- Given exercise
Copy out every line of the material below word for word, leaving nothing out.

- Raw records

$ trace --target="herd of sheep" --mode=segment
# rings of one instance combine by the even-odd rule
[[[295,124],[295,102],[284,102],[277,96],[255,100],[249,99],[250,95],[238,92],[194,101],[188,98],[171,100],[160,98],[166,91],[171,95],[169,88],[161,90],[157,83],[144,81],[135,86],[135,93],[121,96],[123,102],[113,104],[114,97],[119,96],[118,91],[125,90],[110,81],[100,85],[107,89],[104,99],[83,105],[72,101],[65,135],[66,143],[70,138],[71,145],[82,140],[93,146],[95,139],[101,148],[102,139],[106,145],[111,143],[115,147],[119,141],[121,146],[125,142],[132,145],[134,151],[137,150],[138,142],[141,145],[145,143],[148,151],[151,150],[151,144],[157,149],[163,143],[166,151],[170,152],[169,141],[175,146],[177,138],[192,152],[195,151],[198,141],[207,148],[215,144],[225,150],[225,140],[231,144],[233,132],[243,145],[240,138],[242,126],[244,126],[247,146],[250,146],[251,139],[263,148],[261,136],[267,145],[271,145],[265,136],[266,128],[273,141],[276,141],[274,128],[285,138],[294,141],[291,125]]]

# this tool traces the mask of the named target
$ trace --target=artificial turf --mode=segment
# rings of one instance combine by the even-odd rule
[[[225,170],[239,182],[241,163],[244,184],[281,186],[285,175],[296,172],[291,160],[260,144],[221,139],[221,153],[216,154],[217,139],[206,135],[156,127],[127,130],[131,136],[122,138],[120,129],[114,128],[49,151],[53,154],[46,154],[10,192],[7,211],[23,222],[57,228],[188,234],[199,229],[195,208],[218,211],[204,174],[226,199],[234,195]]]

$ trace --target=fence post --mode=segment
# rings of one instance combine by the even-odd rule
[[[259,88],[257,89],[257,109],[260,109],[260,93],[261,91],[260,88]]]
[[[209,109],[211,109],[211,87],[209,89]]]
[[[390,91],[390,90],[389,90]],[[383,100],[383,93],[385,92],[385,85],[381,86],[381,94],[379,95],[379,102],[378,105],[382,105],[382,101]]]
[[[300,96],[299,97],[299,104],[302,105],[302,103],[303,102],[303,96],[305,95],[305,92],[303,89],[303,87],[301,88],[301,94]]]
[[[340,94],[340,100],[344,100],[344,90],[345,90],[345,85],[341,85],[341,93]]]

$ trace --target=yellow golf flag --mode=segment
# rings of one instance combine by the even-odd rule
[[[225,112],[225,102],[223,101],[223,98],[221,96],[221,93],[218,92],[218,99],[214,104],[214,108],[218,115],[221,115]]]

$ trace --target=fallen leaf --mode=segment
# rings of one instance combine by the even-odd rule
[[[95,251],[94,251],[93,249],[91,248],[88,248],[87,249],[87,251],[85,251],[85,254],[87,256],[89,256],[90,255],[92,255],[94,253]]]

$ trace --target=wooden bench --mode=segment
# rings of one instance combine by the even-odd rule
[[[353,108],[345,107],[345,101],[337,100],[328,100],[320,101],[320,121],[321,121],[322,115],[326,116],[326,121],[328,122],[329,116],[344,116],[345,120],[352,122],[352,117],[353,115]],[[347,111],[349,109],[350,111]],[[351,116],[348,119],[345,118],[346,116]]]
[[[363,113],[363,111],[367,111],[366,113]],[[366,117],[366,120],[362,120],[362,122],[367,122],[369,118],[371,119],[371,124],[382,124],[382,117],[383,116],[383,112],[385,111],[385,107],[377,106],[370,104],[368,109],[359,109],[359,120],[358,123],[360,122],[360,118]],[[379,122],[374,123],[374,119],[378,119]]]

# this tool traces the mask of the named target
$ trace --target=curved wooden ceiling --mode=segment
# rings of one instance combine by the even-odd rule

- Output
$ trace --target="herd of sheep" --mode=segment
# rings of one instance combine by the even-odd rule
[[[295,124],[295,102],[284,102],[277,96],[255,100],[249,99],[250,95],[238,92],[194,101],[188,98],[171,100],[160,98],[166,91],[171,95],[169,88],[161,90],[157,83],[144,81],[135,86],[135,93],[121,96],[123,102],[113,104],[114,97],[119,96],[118,91],[125,90],[110,81],[100,85],[107,89],[104,99],[83,105],[72,101],[65,135],[66,143],[70,138],[71,145],[82,140],[93,146],[95,139],[101,148],[102,139],[106,145],[111,143],[115,147],[119,141],[121,146],[125,142],[132,145],[134,151],[137,150],[138,142],[141,145],[145,143],[148,151],[151,150],[151,144],[157,149],[163,143],[166,151],[170,152],[169,141],[175,146],[177,138],[192,152],[195,151],[198,141],[207,148],[215,144],[225,150],[225,140],[231,144],[233,132],[243,145],[240,138],[242,126],[244,126],[247,146],[250,146],[251,139],[263,148],[261,136],[267,145],[271,145],[265,136],[266,128],[273,141],[276,141],[274,128],[285,138],[294,141],[291,125]]]

# this tool traces the mask of the named target
$ trace --target=artificial turf --mode=segment
# rings of one instance combine by the even-odd rule
[[[225,170],[239,182],[241,163],[244,184],[281,186],[285,175],[296,172],[291,160],[260,144],[221,139],[221,153],[216,154],[217,139],[206,135],[156,127],[127,130],[131,136],[122,138],[120,129],[114,128],[49,151],[53,154],[46,154],[10,192],[7,211],[23,222],[57,228],[188,234],[199,229],[195,208],[218,211],[204,174],[226,199],[234,195]]]

$ trace --target=fence post --mode=segment
# rings of one instance combine by the even-odd rule
[[[259,88],[257,89],[257,109],[260,109],[260,93],[261,91],[260,88]]]
[[[209,109],[211,109],[211,87],[209,89]]]
[[[390,91],[390,90],[389,90]],[[383,100],[383,93],[385,92],[385,85],[381,86],[381,94],[379,95],[379,102],[378,105],[382,105],[382,101]]]
[[[300,96],[299,97],[299,104],[302,105],[302,103],[303,102],[303,96],[305,95],[305,92],[303,89],[303,87],[301,88],[301,94]]]
[[[340,94],[340,100],[344,100],[344,90],[345,90],[345,85],[341,85],[341,93]]]

$ trace --target=yellow golf flag --mode=segment
# rings of one instance combine by the even-odd rule
[[[225,112],[225,102],[223,101],[223,98],[221,96],[221,93],[218,92],[218,99],[214,104],[214,108],[218,115],[221,115]]]

$ trace --target=fallen leaf --mode=segment
# rings of one instance combine by the even-odd rule
[[[95,251],[94,251],[93,249],[91,248],[88,248],[87,249],[87,251],[85,251],[85,254],[87,256],[89,256],[90,255],[92,255],[94,253]]]

$ trace --target=wooden bench --mode=segment
# rings of one instance combine by the even-odd rule
[[[353,108],[345,107],[345,101],[337,100],[328,100],[320,101],[320,121],[321,121],[322,115],[326,116],[326,121],[328,122],[329,116],[344,116],[345,120],[352,122],[352,117],[353,115]],[[347,111],[349,109],[350,111]],[[351,116],[348,119],[345,118],[346,116]]]
[[[363,113],[363,111],[367,111],[366,113]],[[366,117],[366,120],[362,120],[362,122],[367,122],[369,118],[371,119],[371,124],[382,124],[382,117],[383,116],[383,112],[385,111],[385,107],[377,106],[370,104],[368,109],[359,109],[359,120],[358,123],[360,122],[360,118]],[[379,122],[374,123],[374,119],[378,119]]]

# this tool traces the mask of the named target
$ trace --target=curved wooden ceiling --mode=segment
# rings of one instance combine by the even-odd rule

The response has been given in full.